** Given text **
****
You asked: “Do students need to be out of the resource room by 9th grade in order to go to college?” I’m confused about this question.
A “resource room” is simply a classroom where kids with disabilities get specialized instruction to meet their unique needs, delivered (hopefully) by teachers who are trained in research based methods.
Why would receiving instruction in a resource room affect a student’s ability to go to college?
I learned more about this situation – and found the question framed a different way.
If a student is in special education and the LRE is in Resource Math, will this impact the student’s ability to attend college? I’ve heard a student needs to be “out of the Resource Room” and in the general education program by the time they reach the 9th grade if they want to go to college. Is this true?
No. I don’t think colleges care about where a student is educated. They want to know if the students has mastered the knowledge and skills necessary for college. I don’t think information about where the student is educated is on the transcripts sent to colleges.
****
** Complete the following **
1. Can you rewrite the paragraph beginning "No. I don't think colleges care" from the text on resource rooms and college as a brief bulleted list of its main points?
2. Could you extend the text on resource rooms and college, picking up after its final sentence?
The lines after this point come from a separate source.

** Entries shown **
****
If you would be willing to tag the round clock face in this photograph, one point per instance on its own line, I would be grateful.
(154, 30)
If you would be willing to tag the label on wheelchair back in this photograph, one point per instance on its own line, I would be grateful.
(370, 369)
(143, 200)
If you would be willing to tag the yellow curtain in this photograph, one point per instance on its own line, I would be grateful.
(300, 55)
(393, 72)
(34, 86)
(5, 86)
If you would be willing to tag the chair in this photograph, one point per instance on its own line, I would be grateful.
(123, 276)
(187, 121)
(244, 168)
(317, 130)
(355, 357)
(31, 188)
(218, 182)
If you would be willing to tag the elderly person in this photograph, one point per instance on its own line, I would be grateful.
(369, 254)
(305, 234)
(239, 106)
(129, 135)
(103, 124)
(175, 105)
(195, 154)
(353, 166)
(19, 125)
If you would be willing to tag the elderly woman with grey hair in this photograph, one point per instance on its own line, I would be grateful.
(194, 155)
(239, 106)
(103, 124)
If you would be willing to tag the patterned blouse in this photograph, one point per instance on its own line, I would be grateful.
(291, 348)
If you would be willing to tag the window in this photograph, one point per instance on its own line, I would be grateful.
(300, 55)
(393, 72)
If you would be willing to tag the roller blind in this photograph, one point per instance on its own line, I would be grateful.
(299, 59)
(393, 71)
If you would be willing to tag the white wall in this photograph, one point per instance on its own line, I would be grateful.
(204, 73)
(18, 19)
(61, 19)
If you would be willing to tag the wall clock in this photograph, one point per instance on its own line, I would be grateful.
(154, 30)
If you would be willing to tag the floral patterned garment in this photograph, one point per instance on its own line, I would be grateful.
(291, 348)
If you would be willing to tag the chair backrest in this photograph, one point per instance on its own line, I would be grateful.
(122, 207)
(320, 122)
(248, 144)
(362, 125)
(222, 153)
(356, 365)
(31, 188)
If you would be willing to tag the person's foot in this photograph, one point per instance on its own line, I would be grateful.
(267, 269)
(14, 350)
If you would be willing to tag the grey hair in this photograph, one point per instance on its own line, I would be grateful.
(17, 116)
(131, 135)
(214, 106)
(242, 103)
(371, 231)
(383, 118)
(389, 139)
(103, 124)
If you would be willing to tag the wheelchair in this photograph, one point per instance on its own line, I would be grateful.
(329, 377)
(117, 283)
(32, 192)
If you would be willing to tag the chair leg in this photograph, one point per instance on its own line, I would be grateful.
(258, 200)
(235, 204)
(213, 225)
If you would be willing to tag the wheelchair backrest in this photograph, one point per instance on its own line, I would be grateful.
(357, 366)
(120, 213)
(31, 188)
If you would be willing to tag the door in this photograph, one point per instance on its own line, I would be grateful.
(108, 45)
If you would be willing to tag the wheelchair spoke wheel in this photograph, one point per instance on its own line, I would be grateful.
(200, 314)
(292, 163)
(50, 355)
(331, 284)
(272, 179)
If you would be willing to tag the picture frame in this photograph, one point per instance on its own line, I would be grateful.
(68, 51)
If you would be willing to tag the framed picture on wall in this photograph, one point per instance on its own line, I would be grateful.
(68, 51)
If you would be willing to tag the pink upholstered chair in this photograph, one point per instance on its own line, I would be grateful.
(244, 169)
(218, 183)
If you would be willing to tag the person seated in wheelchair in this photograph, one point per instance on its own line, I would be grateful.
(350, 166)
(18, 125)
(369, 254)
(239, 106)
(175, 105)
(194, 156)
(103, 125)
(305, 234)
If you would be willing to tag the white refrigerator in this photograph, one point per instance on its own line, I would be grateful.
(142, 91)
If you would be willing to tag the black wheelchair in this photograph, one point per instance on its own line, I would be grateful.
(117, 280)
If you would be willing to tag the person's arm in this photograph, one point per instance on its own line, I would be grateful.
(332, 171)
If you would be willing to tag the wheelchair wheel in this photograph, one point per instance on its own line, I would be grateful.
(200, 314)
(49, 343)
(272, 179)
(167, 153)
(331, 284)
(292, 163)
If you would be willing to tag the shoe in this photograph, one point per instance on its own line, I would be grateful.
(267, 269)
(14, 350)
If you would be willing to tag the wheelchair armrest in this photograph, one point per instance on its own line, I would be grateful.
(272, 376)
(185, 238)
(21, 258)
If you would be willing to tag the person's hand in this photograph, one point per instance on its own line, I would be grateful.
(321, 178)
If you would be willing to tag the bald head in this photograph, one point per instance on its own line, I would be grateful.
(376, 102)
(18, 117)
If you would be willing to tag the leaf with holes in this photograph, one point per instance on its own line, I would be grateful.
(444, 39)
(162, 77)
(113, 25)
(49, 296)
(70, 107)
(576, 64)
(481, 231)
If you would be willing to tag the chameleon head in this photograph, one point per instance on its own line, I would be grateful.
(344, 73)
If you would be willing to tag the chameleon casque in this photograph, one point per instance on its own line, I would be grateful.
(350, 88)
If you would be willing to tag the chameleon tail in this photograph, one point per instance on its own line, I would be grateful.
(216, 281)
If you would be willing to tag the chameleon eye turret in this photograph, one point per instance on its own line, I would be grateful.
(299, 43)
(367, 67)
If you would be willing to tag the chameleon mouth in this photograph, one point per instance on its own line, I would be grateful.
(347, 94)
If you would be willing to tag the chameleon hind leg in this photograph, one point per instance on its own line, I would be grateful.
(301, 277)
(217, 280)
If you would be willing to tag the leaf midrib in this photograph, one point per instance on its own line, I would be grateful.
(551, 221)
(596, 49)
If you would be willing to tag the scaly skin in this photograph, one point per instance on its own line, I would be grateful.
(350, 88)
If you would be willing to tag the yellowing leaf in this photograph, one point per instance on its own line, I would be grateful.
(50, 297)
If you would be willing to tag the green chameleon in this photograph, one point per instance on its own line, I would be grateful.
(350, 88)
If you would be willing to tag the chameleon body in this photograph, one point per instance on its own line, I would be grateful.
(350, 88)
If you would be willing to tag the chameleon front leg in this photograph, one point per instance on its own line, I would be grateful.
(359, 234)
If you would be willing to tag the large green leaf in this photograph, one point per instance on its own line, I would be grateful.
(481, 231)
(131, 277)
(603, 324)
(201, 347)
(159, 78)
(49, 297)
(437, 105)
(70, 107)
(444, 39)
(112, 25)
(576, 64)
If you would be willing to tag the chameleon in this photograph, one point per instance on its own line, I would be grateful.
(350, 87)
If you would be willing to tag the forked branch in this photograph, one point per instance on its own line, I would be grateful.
****
** Answers to the exercises **
1.
- No; the writer doesn't think colleges care where a student is educated.
- Colleges want to know whether the student has mastered the knowledge and skills needed for college.
- The writer doesn't think where a student is educated appears on the transcripts sent to colleges.

2.
I believe OCR ruled that schools cannot include information about whether a student has a disability on transcripts. Colleges are more likely to look at what he has learned. Some colleges have excellent programs for students who received special education services and market their programs to students with disabilities.
Other colleges have stopped using standardized tests like the SAT for college admission.
It’s a different world!
4 year colleges have certain requirements that need to be met to be accepted, college prep math is one of them, the resource room does not offer the level of classes to be eligible to enter a four year college, the student will have to enter the junior college route and then transfer to a 4 year college.
This question may be a variation of a situation going on in Texas. The state and colleges are concerned about how many high school graduates (with & without disabilities) are not prepared academically for college. There are several types of HS graduation plans, each having more difficult criteria. The legislature passed a law saying that students graduating under the minimum graduation criteria will not be able to enroll in public 4 year colleges. Such students can go to junior colleges & later could be accepted by 4 year colleges.
I have no idea if this is going on in other states, but it could be. Or perhaps the person asking the question lives in TX.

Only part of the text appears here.